-- Start Material provided --

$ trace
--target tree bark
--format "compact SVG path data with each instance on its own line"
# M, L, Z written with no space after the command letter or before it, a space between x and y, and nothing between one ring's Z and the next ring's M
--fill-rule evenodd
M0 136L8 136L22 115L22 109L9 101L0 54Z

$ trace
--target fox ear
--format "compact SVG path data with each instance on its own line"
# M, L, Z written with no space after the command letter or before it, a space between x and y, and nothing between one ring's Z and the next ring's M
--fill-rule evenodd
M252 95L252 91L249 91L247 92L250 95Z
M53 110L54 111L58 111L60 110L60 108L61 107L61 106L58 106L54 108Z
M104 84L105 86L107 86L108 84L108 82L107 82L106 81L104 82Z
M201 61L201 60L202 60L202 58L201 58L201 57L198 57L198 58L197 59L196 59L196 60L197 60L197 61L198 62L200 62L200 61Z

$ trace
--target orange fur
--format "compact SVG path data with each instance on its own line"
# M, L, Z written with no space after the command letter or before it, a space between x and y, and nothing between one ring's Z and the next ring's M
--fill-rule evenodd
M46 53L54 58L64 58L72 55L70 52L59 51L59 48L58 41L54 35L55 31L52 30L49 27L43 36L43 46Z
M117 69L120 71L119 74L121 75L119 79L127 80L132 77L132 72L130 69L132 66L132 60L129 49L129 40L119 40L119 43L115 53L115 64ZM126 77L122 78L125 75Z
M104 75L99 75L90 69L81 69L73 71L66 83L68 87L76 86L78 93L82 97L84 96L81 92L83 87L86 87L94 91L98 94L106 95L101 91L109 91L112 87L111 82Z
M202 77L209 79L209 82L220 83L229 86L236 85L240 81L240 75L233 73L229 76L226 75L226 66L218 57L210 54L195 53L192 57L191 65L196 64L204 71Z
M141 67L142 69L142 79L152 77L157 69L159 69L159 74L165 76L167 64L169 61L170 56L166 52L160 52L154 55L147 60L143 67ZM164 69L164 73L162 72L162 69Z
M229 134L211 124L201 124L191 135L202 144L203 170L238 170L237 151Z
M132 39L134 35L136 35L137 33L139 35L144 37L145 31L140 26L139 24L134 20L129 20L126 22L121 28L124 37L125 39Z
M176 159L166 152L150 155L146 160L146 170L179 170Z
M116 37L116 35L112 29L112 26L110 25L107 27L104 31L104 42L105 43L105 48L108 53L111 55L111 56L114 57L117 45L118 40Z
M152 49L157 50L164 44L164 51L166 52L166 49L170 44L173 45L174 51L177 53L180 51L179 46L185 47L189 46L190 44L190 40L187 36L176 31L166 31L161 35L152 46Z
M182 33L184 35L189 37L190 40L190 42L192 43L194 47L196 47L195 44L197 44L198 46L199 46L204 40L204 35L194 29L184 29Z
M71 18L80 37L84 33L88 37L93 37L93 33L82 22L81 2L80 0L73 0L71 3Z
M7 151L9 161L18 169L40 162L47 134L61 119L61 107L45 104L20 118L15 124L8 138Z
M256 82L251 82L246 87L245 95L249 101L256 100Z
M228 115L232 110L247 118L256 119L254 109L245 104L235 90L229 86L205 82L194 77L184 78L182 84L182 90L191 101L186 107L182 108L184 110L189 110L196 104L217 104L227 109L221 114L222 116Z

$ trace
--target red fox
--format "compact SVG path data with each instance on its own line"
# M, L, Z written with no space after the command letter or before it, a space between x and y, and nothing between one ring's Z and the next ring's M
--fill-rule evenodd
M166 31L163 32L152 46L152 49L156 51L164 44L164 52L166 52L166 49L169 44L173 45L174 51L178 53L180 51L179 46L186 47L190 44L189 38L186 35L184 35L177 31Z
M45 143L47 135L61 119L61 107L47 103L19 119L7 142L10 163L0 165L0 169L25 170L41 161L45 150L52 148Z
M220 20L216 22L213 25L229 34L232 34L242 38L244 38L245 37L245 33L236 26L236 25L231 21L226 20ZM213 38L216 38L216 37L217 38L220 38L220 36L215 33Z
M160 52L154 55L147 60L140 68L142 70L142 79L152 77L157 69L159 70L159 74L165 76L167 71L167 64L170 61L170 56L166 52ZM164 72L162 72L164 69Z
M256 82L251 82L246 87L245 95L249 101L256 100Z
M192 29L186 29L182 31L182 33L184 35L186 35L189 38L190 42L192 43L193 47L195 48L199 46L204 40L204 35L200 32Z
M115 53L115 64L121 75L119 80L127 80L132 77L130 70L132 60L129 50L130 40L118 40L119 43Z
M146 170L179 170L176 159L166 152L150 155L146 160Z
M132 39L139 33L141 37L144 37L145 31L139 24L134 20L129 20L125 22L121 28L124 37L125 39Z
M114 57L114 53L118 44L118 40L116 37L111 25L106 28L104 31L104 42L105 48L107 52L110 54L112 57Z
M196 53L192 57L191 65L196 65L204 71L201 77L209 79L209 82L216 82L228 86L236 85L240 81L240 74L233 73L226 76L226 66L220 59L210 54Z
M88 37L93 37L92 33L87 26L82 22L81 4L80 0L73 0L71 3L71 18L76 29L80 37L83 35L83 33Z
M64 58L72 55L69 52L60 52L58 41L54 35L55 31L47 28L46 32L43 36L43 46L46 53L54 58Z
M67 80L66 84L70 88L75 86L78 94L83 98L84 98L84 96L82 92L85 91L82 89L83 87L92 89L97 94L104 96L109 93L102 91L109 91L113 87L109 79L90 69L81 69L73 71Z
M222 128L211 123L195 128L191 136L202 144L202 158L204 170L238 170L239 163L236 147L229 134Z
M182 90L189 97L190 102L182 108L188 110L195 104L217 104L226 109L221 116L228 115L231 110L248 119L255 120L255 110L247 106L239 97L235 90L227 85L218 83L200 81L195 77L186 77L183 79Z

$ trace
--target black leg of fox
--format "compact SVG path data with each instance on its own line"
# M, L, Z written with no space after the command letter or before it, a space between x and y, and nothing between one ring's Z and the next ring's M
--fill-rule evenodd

-- End Material provided --

Request: Reproduce every item above without changing a single character.

Output for this exercise:
$ trace
--target tree bark
--format "compact SVG path data with each instance on its own line"
# M, L, Z written with no space after the command letter or before it, a space between x and y, and nothing between one ring's Z and the next ring's M
--fill-rule evenodd
M0 136L8 136L22 115L22 109L9 101L0 54Z

$ trace
--target fox ear
--format "compact SVG path data with each instance on its own line"
# M, L, Z written with no space after the command letter or before it, a space between x and y, and nothing between one ring's Z and the next ring's M
--fill-rule evenodd
M252 95L252 91L249 91L247 92L250 95Z
M53 110L54 111L58 111L60 110L60 108L61 107L61 106L58 106L54 108Z
M104 84L105 86L107 86L108 84L108 82L107 82L106 81L104 82Z
M201 61L201 60L202 60L202 58L201 58L201 57L198 57L198 58L197 59L196 59L196 60L197 60L197 61L198 62L200 62L200 61Z

$ trace
--target orange fur
--format "compact SVG path data with each instance on its own line"
# M, L, Z written with no space after the command letter or before it, a space between x and y, and nothing between one ring's Z and the next ring's M
--fill-rule evenodd
M46 53L54 58L64 58L72 55L70 52L59 51L59 48L58 41L54 35L55 31L52 30L49 27L43 36L43 46Z
M117 69L120 71L119 74L121 75L119 79L127 80L132 77L132 72L130 69L132 66L132 60L129 49L129 40L119 40L119 43L115 53L115 64ZM126 77L122 78L125 75Z
M104 75L99 75L90 69L81 69L73 71L66 83L68 87L76 86L78 93L82 97L84 96L81 92L83 87L86 87L94 91L98 94L106 95L101 91L109 91L112 87L111 82Z
M202 77L209 79L209 82L220 83L229 86L236 85L240 81L240 75L233 73L229 76L226 75L226 66L218 57L210 54L195 53L192 57L191 65L196 64L204 71Z
M141 67L142 69L142 79L152 77L157 69L159 69L159 74L165 76L167 64L169 61L170 56L166 52L160 52L154 55L147 60L143 67ZM164 69L164 73L162 72L162 69Z
M229 134L211 124L201 124L191 135L202 144L203 170L238 170L237 151Z
M132 39L134 35L136 35L137 33L139 35L144 37L145 31L140 26L139 24L134 20L129 20L126 22L121 28L124 37L125 39Z
M176 159L166 152L150 155L146 160L146 170L179 170Z
M116 37L116 35L112 29L112 26L110 25L107 27L104 31L104 42L105 43L105 48L108 53L111 55L111 56L114 57L117 45L118 40Z
M152 49L157 50L164 44L164 51L166 52L166 49L170 44L173 45L174 51L177 53L180 51L179 46L185 47L189 46L190 44L190 40L187 36L176 31L166 31L161 35L152 46Z
M182 33L184 35L189 37L190 40L190 42L192 43L194 47L196 47L195 44L197 44L198 46L199 46L204 40L204 35L194 29L184 29Z
M71 18L80 37L84 33L88 37L93 37L93 33L82 22L81 2L80 0L73 0L71 3Z
M7 151L9 161L18 169L40 162L47 134L61 119L61 107L45 104L20 118L15 124L8 138Z
M256 82L251 82L246 87L245 95L249 101L256 100Z
M228 115L232 110L247 118L256 119L254 109L245 104L235 90L229 86L205 82L194 77L184 78L182 84L182 90L191 101L186 107L182 108L184 110L189 110L196 104L217 104L227 109L221 114L222 116Z

$ trace
--target red fox
--format "compact SVG path data with each instance on its own line"
# M, L, Z written with no space after the command letter or before it, a space between x and y, and nothing between one ring's Z and the next ring's M
--fill-rule evenodd
M166 31L163 32L152 46L152 49L156 51L164 44L164 52L166 52L166 49L169 44L173 45L174 51L178 53L180 51L179 46L186 47L190 44L189 38L186 35L184 35L177 31Z
M45 143L47 135L61 119L61 107L47 103L19 119L7 142L10 163L0 165L0 169L25 170L41 161L45 150L52 148Z
M220 20L216 22L213 25L229 34L232 34L242 38L244 38L245 37L245 33L236 26L236 25L231 21L226 20ZM213 38L216 38L216 37L217 38L220 38L220 36L215 33Z
M160 52L154 55L147 60L140 68L142 70L142 79L152 77L157 69L159 70L159 74L165 76L167 71L167 64L170 61L170 56L166 52ZM164 72L162 72L164 69Z
M256 82L251 82L246 87L245 95L249 101L256 100Z
M192 29L186 29L182 31L182 33L184 35L186 35L189 38L190 42L192 43L193 47L195 48L199 46L204 40L204 35L200 32Z
M115 53L115 64L121 75L119 80L127 80L132 77L130 70L132 60L129 50L130 40L118 40L119 43Z
M146 170L179 170L176 159L166 152L150 155L146 160Z
M132 39L139 33L141 37L144 37L145 31L139 24L134 20L129 20L125 22L121 28L124 37L125 39Z
M114 57L114 53L118 44L118 40L116 37L111 25L106 28L104 31L104 42L105 48L107 52L110 54L112 57Z
M196 53L192 57L191 65L196 65L204 71L201 77L209 79L209 82L216 82L228 86L236 85L240 81L240 74L233 73L226 76L226 66L220 59L210 54Z
M88 37L93 37L92 33L87 26L82 22L81 4L80 0L73 0L71 3L71 18L76 29L80 37L83 35L83 33Z
M64 58L72 55L69 52L60 52L58 41L54 35L55 31L47 28L46 32L43 36L43 46L46 53L54 58Z
M67 80L66 84L70 88L75 86L78 94L83 98L84 98L84 96L82 92L85 91L82 89L83 87L92 89L97 94L104 96L109 93L102 91L109 91L113 87L109 79L90 69L81 69L73 71Z
M222 128L211 123L195 128L191 136L202 144L202 158L204 170L238 170L239 163L236 147L229 134Z
M182 90L189 97L190 102L182 108L188 110L195 104L217 104L226 109L221 116L228 115L231 110L248 119L255 120L255 110L247 106L239 97L235 90L227 85L218 83L200 81L195 77L186 77L183 79Z

$ trace
--target black leg of fox
--format "compact SVG path data with each instance on its own line"
# M, L, Z written with no space after the command letter or before it, a space between x and y, and nothing between one ring's Z and the next ring's M
--fill-rule evenodd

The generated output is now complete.